■ Problem ■
Each record below is to be set down again precisely.

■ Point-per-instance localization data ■
========

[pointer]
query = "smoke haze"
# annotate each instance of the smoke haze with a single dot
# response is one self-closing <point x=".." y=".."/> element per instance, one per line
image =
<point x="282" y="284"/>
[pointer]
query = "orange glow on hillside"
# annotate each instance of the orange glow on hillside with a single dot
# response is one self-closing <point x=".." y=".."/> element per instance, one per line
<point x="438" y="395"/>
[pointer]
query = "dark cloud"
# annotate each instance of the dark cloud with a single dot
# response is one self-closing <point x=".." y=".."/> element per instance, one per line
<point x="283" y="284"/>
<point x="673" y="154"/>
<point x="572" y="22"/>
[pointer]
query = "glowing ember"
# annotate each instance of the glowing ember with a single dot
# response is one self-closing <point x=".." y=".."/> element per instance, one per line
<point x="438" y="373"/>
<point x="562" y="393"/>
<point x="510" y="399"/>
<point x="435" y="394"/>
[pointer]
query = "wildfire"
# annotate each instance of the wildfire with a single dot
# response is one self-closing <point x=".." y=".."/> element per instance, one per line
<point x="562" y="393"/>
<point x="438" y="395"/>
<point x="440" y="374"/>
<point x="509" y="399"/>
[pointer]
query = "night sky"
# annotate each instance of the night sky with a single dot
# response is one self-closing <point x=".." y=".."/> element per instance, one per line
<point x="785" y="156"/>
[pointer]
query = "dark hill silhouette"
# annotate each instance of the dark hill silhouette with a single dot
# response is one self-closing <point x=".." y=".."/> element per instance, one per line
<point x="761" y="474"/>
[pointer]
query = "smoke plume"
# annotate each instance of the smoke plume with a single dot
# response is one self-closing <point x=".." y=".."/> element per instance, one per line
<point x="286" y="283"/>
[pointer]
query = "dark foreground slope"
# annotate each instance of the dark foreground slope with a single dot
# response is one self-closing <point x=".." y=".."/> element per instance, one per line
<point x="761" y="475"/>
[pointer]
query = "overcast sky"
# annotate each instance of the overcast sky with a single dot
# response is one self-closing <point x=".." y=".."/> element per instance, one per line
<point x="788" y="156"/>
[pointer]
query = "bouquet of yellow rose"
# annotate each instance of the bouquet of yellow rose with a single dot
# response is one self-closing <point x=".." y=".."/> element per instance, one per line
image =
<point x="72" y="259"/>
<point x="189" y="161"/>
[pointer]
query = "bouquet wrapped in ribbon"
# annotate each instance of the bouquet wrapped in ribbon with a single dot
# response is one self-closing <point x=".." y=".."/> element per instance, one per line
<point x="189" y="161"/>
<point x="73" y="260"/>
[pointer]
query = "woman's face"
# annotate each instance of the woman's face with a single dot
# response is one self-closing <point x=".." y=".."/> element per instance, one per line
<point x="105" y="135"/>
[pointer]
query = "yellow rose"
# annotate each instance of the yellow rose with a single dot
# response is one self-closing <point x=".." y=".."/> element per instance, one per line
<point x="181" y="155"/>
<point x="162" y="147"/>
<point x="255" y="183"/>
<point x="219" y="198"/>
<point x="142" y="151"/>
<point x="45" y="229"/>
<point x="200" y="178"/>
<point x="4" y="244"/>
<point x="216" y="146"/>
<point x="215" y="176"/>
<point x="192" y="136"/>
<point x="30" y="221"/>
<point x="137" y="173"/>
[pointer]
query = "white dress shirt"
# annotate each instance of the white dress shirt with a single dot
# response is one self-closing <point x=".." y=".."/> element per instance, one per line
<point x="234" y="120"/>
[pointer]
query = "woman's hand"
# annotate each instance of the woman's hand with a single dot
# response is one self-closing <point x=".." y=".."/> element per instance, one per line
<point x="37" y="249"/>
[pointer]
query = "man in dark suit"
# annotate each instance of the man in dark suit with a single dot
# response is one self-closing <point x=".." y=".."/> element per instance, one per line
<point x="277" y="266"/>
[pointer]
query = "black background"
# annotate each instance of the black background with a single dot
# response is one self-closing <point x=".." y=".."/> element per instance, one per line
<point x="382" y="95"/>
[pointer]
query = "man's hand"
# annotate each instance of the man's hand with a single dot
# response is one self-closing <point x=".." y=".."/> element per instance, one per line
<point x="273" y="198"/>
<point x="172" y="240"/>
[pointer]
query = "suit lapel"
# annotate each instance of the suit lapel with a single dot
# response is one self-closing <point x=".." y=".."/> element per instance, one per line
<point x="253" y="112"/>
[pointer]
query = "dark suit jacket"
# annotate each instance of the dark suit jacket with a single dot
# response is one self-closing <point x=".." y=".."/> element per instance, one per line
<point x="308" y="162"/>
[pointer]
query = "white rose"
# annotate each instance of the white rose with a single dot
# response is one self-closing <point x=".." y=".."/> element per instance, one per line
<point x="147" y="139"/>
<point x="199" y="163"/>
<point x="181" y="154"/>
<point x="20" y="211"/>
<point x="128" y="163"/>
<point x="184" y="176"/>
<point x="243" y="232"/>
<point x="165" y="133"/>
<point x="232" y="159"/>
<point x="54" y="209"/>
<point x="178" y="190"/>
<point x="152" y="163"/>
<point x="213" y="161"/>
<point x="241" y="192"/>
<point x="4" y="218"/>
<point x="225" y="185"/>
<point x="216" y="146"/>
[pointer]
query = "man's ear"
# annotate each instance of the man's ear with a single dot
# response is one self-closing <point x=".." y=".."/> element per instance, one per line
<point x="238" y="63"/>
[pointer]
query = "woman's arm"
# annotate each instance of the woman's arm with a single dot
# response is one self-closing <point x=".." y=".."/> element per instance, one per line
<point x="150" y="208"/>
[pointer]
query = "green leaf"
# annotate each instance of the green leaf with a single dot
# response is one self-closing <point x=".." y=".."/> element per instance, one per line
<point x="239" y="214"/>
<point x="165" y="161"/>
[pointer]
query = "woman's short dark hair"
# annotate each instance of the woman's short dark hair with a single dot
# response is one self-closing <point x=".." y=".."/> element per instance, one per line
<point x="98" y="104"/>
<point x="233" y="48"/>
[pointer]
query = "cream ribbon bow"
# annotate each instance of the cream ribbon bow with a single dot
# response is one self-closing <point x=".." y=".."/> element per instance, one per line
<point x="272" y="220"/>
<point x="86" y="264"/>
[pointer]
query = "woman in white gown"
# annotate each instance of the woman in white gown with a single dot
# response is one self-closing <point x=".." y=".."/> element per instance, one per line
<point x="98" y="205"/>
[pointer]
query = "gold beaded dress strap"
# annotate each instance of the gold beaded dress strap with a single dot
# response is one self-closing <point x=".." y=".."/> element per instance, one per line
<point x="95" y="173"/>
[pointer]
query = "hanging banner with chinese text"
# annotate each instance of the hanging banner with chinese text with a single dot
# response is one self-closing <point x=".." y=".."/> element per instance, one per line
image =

========

■ Result for this task ■
[pointer]
query = "smoke haze"
# annotate each instance of the smoke haze with a single dot
# response is one self-closing <point x=".." y=".."/> element per instance, one per line
image =
<point x="282" y="284"/>
[pointer]
query = "orange glow on hillside"
# annotate each instance of the orange glow on hillside with a single dot
# response is one self-closing <point x=".." y=".."/> element per instance, one per line
<point x="438" y="395"/>
[pointer]
query = "dark cloud"
# annotate each instance of the dark cloud with a single dot
# response is one self-closing <point x=".." y=".."/> element per instance, one per line
<point x="283" y="284"/>
<point x="673" y="154"/>
<point x="572" y="22"/>
[pointer]
query = "glowing ember"
# annotate each instance of the glowing ember with a single dot
# response is one self-closing <point x=".." y=".."/> element per instance, one per line
<point x="438" y="373"/>
<point x="562" y="393"/>
<point x="510" y="399"/>
<point x="435" y="394"/>
[pointer]
query = "wildfire"
# annotate each instance of the wildfire with a single dot
# response is one self-closing <point x=".." y=".."/> element per instance, one per line
<point x="562" y="393"/>
<point x="438" y="395"/>
<point x="440" y="374"/>
<point x="509" y="399"/>
[pointer]
query = "night sky"
# annotate each instance of the night sky with a single dot
# response is one self-closing <point x=".." y=".."/> element per instance, one per line
<point x="785" y="156"/>
[pointer]
query = "dark hill silhouette"
# annotate each instance of the dark hill silhouette with a single dot
# response is one self-closing <point x=".." y=".."/> element per instance, one per line
<point x="761" y="474"/>
[pointer]
query = "smoke plume"
# annotate each instance of the smoke plume with a single dot
# response is one self-closing <point x=".." y=".."/> element per instance, one per line
<point x="286" y="283"/>
[pointer]
query = "dark foreground slope"
# annotate each instance of the dark foreground slope with a single dot
# response is one self-closing <point x=".." y=".."/> element per instance, one per line
<point x="761" y="475"/>
[pointer]
query = "overcast sky"
# annotate each instance of the overcast sky with a single dot
# response is one self-closing <point x=".." y=".."/> element per instance, one per line
<point x="788" y="156"/>
[pointer]
query = "bouquet of yellow rose"
# annotate each instance of the bouquet of yellow rose with a single dot
# response is one self-closing <point x=".." y=".."/> element per instance, one per line
image =
<point x="72" y="259"/>
<point x="189" y="161"/>
[pointer]
query = "bouquet wrapped in ribbon"
# annotate each instance of the bouquet wrapped in ribbon with a single dot
# response is one self-closing <point x=".." y=".."/> element per instance, one per line
<point x="189" y="161"/>
<point x="73" y="260"/>
[pointer]
query = "woman's face"
# annotate each instance of the woman's face with a single dot
# response is one self-closing <point x=".." y=".."/> element per instance, one per line
<point x="105" y="135"/>
[pointer]
query = "yellow rose"
# annotate each instance of the yellow rose with a single dot
# response is one self-closing <point x=".." y=".."/> element per instance, one per line
<point x="181" y="155"/>
<point x="162" y="147"/>
<point x="255" y="183"/>
<point x="219" y="198"/>
<point x="142" y="151"/>
<point x="45" y="229"/>
<point x="200" y="178"/>
<point x="4" y="244"/>
<point x="216" y="146"/>
<point x="215" y="176"/>
<point x="192" y="136"/>
<point x="30" y="221"/>
<point x="137" y="173"/>
[pointer]
query = "white dress shirt"
# annotate each instance of the white dress shirt with a single dot
# response is one self-closing <point x=".." y=".."/> element per instance, one per line
<point x="234" y="120"/>
[pointer]
query = "woman's hand"
# annotate each instance of the woman's hand with a single dot
# response is one self-closing <point x=".." y=".."/> element per instance, one per line
<point x="37" y="249"/>
[pointer]
query = "man in dark suit"
# annotate each instance of the man in dark suit with a single dot
# response is one self-closing <point x=".." y=".."/> element per instance, one per line
<point x="277" y="266"/>
[pointer]
query = "black background"
# annotate each instance of the black background with a single dot
# response is one self-closing <point x=".." y=".."/> element per instance, one per line
<point x="382" y="95"/>
[pointer]
query = "man's hand"
# annotate each instance of the man's hand with a single dot
# response is one self-closing <point x=".." y=".."/> element per instance, one per line
<point x="273" y="198"/>
<point x="172" y="240"/>
[pointer]
query = "suit lapel"
# annotate each instance of the suit lapel with a single dot
# response is one self-closing <point x=".." y=".."/> element per instance, one per line
<point x="253" y="112"/>
[pointer]
query = "dark suit jacket"
# annotate each instance of the dark suit jacket with a single dot
# response is one self-closing <point x=".." y=".."/> element per instance, one per line
<point x="308" y="162"/>
[pointer]
query = "white rose"
# annotate each instance of the white rose with a single dot
# response is one self-closing <point x=".." y=".."/> element per instance, one per line
<point x="147" y="139"/>
<point x="199" y="163"/>
<point x="181" y="154"/>
<point x="20" y="211"/>
<point x="128" y="163"/>
<point x="184" y="176"/>
<point x="243" y="232"/>
<point x="165" y="133"/>
<point x="232" y="159"/>
<point x="54" y="209"/>
<point x="178" y="190"/>
<point x="152" y="163"/>
<point x="213" y="161"/>
<point x="241" y="192"/>
<point x="4" y="218"/>
<point x="225" y="185"/>
<point x="216" y="146"/>
[pointer]
query = "man's ear"
# annotate each instance of the man's ear with a single dot
# response is one self-closing <point x=".." y=".."/> element per instance, one per line
<point x="238" y="63"/>
[pointer]
query = "woman's arm"
# annotate each instance of the woman's arm with a single dot
# response is one self-closing <point x=".." y=".."/> element per instance, one per line
<point x="150" y="208"/>
[pointer]
query = "green leaf"
# annotate each instance of the green leaf with a single dot
# response is one self-closing <point x=".." y=".."/> element per instance, one per line
<point x="239" y="214"/>
<point x="165" y="161"/>
[pointer]
query = "woman's short dark hair"
# annotate each instance of the woman's short dark hair with a single dot
# response is one self-closing <point x=".." y=".."/> element per instance, one per line
<point x="98" y="104"/>
<point x="233" y="48"/>
[pointer]
query = "cream ribbon bow"
# annotate each instance of the cream ribbon bow with a single dot
# response is one self-closing <point x=".." y=".."/> element per instance, one per line
<point x="272" y="220"/>
<point x="86" y="264"/>
[pointer]
query = "woman in white gown"
# annotate each instance of the woman in white gown with a single dot
# response is one self-closing <point x=".." y=".."/> element per instance, one per line
<point x="98" y="205"/>
[pointer]
query = "gold beaded dress strap"
# annotate each instance of the gold beaded dress strap with a single dot
# response is one self-closing <point x=".." y=".."/> element per instance, one per line
<point x="95" y="173"/>
[pointer]
query = "hanging banner with chinese text"
# annotate each instance of the hanging banner with chinese text with a single dot
# response is one self-closing <point x=".." y=".."/> element per instance, one per line
image =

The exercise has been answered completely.